→ **SELECTED TEXT**
________
The global payment industry is undergoing structural changes as digital payments rewrite the rules and new technologies including stablecoins and artificial intelligence (AI) gain traction, a new report by Boston Consulting Group (BCG) says.
The report, released in September, explores the main transformative forces reshaping the landscape, identifying digital currencies, agentic AI, real-time account-to-account (A2A) payments, and the rise of software platforms, as major trends to watch.
Digital currencies enter the mainstream
The first trend outlined is the rise of digital currencies, with US dollar-denominated stablecoins in particular having achieved clear product market fit, supported by greater regulatory clarity. In 2024, stablecoins reached a market capitalization of around US$210 billion, with transaction volumes exceeding US$26 trillion.
Tokenized real-world assets, including money market funds and private credit, are also expanding rapidly, with market capitalization reaching roughly US$28 billion, marking a nearly fourfold increase in two years.
This surge is fueling the build-out of a more modular foundation for transaction banking, payments, and banking-as-a-service (BaaS), where blockchain-native components operate largely in the background.
For banks and payment service providers (PSPs), the challenge will be now to determine how to connect to this architecture in ways that match their competitive strengths, risk appetite, and regulatory constraints. Strategic options include acting as custodians of digital assets, issuing stablecoins or tokenized deposits, forming consortiums to scale adoption, or focusing on infrastructure and “as-a-service” models.

Agentic AI moves into the payment stack
AI agents are another prominent trend in the payment landscape. These agents leverage AI to make decisions, take actions, and pursue objectives over time with minimal human intervention. They are able to solve complex problems, interpret and create actionable plans, and execute these plans using a suite of tools.
Within the payment landscape, AI agents are expected to take on tasks such as budgeting, bill payments, and dispute resolution. Merchants and small businesses will deploy customer-facing agents to deliver faster, more personalized service, and simplifying other touchpoints, and manage financial workflows such as vendor onboarding, invoicing, reconciliation, and payment scheduling, more efficiently. AI agents may also be used to optimize marketing budgets, trigger reorders, and adjust pricing in real time, allowing businesses to save resources while making faster and better-informed decisions.
PSPs, meanwhile, will adopt similar tools across their operations, using AI agents to autonomously resolve inquiries, enhance onboarding and fraud detection, and deliver personalized offers informed by transaction history.
According to a 2025 BCG consumer survey, 81% of consumers expect to shop using agentic AI. In the coming years, more than US$1 trillion in spending, representing about 50% of total e-commerce expenditure today, could be agent assisted, with early adoption focused on routine purchases such as groceries, restaurant orders, and personal care products.

BCG expects payment networks to gain the most from the agentic commerce trend. These players will get to define roles, set standards, and shape economics, unlocking new monetization opportunities. Issuers, meanwhile, will find opportunities in creating category-specific agents for sectors like traveling and dining, while acquirers will need to establish advanced fraud and risk capabilities to help merchants participate effectively in AI-driven commerce.
________
→ **DATA SEGMENT**

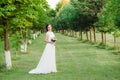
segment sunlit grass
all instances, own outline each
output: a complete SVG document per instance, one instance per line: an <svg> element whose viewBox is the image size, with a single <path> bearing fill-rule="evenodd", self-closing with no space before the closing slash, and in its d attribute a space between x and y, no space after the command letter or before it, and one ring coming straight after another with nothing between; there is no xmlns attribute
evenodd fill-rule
________
→ **DIRECTIVE**
List every trend that the payment industry article above names as a major trend to watch.

→ **TASK RESPONSE**
Digital currencies
Agentic AI
Real-time account-to-account (A2A) payments
The rise of software platforms